TASK BRIEF: Recast the lines below as a numbered list, leaving out any blank lines.

[Coordinate annotation entries]
________________
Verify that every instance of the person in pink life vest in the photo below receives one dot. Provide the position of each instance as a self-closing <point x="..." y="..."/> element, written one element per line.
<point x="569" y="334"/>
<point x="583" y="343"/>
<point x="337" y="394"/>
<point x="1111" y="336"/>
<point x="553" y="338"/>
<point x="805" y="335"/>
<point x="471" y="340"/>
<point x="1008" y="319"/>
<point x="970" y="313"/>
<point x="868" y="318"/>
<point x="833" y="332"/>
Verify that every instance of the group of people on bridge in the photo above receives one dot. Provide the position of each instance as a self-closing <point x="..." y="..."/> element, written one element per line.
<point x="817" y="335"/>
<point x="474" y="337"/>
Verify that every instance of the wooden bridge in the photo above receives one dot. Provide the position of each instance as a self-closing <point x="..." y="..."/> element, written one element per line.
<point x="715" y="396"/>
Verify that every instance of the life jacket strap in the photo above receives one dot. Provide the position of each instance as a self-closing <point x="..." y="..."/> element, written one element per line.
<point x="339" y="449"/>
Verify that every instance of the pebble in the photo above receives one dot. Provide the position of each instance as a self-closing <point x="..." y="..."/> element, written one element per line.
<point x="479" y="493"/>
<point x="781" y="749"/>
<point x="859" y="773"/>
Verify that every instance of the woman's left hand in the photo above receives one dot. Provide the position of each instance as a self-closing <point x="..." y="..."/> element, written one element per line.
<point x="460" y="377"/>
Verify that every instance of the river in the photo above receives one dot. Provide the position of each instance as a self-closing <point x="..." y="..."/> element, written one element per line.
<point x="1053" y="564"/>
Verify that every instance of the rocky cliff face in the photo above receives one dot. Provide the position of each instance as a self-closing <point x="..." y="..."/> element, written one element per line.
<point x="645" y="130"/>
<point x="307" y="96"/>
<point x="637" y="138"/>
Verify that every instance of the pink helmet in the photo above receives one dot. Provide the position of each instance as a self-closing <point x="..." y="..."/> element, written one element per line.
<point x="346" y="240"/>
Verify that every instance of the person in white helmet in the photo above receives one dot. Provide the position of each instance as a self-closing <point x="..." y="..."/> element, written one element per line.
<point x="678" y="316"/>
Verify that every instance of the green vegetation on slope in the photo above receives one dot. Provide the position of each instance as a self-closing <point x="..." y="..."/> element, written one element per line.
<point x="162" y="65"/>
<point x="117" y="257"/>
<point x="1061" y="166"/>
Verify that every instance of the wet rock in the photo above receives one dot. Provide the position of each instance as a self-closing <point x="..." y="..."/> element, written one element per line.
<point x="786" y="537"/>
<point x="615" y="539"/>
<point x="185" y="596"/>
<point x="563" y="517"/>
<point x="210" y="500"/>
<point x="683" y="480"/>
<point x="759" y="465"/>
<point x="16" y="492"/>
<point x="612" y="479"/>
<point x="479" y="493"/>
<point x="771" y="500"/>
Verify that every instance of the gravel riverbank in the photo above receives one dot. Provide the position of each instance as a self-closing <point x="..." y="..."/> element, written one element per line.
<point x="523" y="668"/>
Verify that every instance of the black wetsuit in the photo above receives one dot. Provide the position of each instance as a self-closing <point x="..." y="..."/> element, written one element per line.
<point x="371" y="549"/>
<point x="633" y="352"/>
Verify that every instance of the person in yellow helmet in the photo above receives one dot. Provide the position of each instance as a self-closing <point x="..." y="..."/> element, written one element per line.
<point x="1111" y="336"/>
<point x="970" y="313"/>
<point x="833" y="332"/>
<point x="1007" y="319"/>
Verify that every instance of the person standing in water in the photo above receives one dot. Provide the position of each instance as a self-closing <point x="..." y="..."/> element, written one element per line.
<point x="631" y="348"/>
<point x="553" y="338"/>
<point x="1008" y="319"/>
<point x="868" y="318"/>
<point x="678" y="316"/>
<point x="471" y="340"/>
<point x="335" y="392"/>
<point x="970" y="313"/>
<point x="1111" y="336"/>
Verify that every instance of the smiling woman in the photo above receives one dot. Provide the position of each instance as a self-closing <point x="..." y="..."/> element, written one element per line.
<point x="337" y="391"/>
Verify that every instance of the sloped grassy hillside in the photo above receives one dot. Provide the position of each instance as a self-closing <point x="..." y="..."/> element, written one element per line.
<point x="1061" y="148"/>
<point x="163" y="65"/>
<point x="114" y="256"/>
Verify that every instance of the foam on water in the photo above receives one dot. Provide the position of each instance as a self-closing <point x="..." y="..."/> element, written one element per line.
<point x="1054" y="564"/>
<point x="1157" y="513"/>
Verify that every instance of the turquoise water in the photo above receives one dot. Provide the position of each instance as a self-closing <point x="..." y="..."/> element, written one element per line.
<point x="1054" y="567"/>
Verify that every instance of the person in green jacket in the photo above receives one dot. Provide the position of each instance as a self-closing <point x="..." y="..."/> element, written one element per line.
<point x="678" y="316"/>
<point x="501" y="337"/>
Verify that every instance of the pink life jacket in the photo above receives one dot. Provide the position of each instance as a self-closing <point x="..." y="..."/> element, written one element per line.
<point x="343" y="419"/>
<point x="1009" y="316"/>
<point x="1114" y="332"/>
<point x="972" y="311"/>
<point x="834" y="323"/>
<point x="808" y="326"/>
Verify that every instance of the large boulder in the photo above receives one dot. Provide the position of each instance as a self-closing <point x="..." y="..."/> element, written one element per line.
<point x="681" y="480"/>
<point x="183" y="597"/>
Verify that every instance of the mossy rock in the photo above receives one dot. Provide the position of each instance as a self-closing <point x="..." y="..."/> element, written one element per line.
________________
WRITTEN SOLUTION:
1. Verify that every instance of the person in pink life vest in the photo below receives one dot. Provide the position of each instance as a self-closing <point x="..." y="..."/> element, written one element per line.
2. <point x="569" y="334"/>
3. <point x="583" y="343"/>
4. <point x="337" y="394"/>
5. <point x="1111" y="336"/>
6. <point x="553" y="338"/>
7. <point x="805" y="335"/>
8. <point x="471" y="340"/>
9. <point x="1008" y="319"/>
10. <point x="970" y="313"/>
11. <point x="868" y="318"/>
12. <point x="833" y="332"/>
13. Verify that every instance of the group of people on bridge in the photo above receives one dot. Provide the position of each instance as a self-closing <point x="..." y="..."/> element, written one element per line.
14. <point x="817" y="335"/>
15. <point x="474" y="337"/>
16. Verify that every instance of the wooden bridge in the photo above receives one dot. Provide the position of each instance as a self-closing <point x="..." y="..."/> element, written one element per line.
17. <point x="715" y="396"/>
18. Verify that every instance of the life jacket strap in the photo above receives one dot. Provide the position of each instance as a self-closing <point x="..." y="..."/> element, written one element per line.
19. <point x="339" y="449"/>
20. Verify that every instance of the pebble in the photo above receives one dot. Provide the position of each instance as a self-closing <point x="..." y="..."/> element, written one element per line.
21. <point x="479" y="493"/>
22. <point x="781" y="749"/>
23. <point x="859" y="773"/>
24. Verify that every instance of the woman's left hand in the photo above receives one dot. Provide the position of each instance as a self-closing <point x="..." y="..."/> element, written one element per line.
25. <point x="460" y="377"/>
26. Verify that every instance of the river in the photo above receives one dot. Provide the position of each instance as a self-closing <point x="..." y="..."/> element, written one element per line.
27. <point x="1053" y="564"/>
28. Verify that every instance of the rocky cliff face in the photo above receives one dot. Provide the position of each instance as a self-closing <point x="..." y="..."/> element, written one element per line.
29. <point x="645" y="130"/>
30. <point x="307" y="96"/>
31. <point x="637" y="138"/>
32. Verify that every instance of the pink helmet in the photo above receives one dot. Provide the position of each instance as a self-closing <point x="..." y="..."/> element, written one element per line.
33. <point x="346" y="240"/>
34. Verify that every instance of the person in white helmet in the photo above receives one dot. Provide the position of each instance as a self-closing <point x="..." y="..."/> element, written one element per line.
35. <point x="678" y="316"/>
36. Verify that every instance of the green vegetation on slope in the photo above receives one dot. Provide the position of each instance as a self-closing <point x="..." y="..."/> element, written one element per line.
37. <point x="162" y="65"/>
38. <point x="117" y="257"/>
39. <point x="1061" y="166"/>
40. Verify that every instance of the wet rock in the photo above receives one dot. Provide the position of each instance as a self-closing <point x="..." y="..."/> element, written one element per line.
41. <point x="786" y="537"/>
42. <point x="615" y="539"/>
43. <point x="185" y="596"/>
44. <point x="563" y="517"/>
45. <point x="210" y="500"/>
46. <point x="683" y="480"/>
47. <point x="759" y="465"/>
48. <point x="16" y="492"/>
49. <point x="612" y="479"/>
50. <point x="479" y="493"/>
51. <point x="771" y="500"/>
52. Verify that every instance of the gravel riverbank in the photo above receives one dot. Provide the position of each instance as a self-closing <point x="..." y="..."/> element, written one element per line.
53. <point x="523" y="668"/>
54. Verify that every instance of the black wetsuit in the photo above receives one dot. Provide the position of each instance as a self-closing <point x="..." y="..."/> element, written one element per line.
55. <point x="371" y="549"/>
56. <point x="633" y="352"/>
57. Verify that every instance of the person in yellow helmet in the photo above receives one dot. Provide the position of each instance as a self-closing <point x="..." y="..."/> element, written one element per line.
58. <point x="1111" y="336"/>
59. <point x="970" y="313"/>
60. <point x="833" y="332"/>
61. <point x="1007" y="319"/>
62. Verify that every instance of the person standing in water in the photo above receives one dot. Provide the position of each instance as a self-closing <point x="..." y="..."/> element, written one element per line.
63. <point x="631" y="348"/>
64. <point x="553" y="338"/>
65. <point x="1008" y="319"/>
66. <point x="868" y="318"/>
67. <point x="678" y="316"/>
68. <point x="471" y="340"/>
69. <point x="335" y="392"/>
70. <point x="970" y="313"/>
71. <point x="1111" y="336"/>
72. Verify that every instance of the smiling woman in the photo above receives one dot. Provide the position of each instance as a self-closing <point x="..." y="..."/> element, written one element per line.
73. <point x="337" y="391"/>
74. Verify that every instance of the sloped grassy hillside in the photo above receives one dot. Provide the position of each instance as a self-closing <point x="..." y="..."/> element, written one element per line.
75. <point x="1061" y="148"/>
76. <point x="163" y="65"/>
77. <point x="114" y="256"/>
78. Verify that every instance of the foam on water in the photo above receives one dot. Provide the position of each instance as a self-closing <point x="..." y="..."/> element, written one element per line.
79. <point x="1054" y="564"/>
80. <point x="1157" y="513"/>
81. Verify that every instance of the turquoise water in the photo above receives one dot. Provide the position of each instance as a self-closing <point x="..." y="..."/> element, written one element per line.
82. <point x="1054" y="567"/>
83. Verify that every instance of the person in green jacket in the photo above receives one dot. Provide the position of each instance as a self-closing <point x="..." y="..."/> element, written one element per line.
84. <point x="678" y="316"/>
85. <point x="501" y="337"/>
86. Verify that every instance of the pink life jacket in the photo above receives one dot. Provide the position of each instance as a self-closing <point x="..." y="..."/> element, written one element per line.
87. <point x="343" y="419"/>
88. <point x="1009" y="316"/>
89. <point x="1114" y="332"/>
90. <point x="972" y="311"/>
91. <point x="834" y="323"/>
92. <point x="808" y="326"/>
93. Verify that every instance of the large boulder in the photo above receives one dot. Provide the position of each instance as a self-closing <point x="..." y="..."/> element, written one element per line.
94. <point x="681" y="480"/>
95. <point x="183" y="597"/>
96. Verify that every instance of the mossy rock in the photo above receives one dot. Provide the position of each instance as a self-closing <point x="..." y="..."/> element, written one element per line.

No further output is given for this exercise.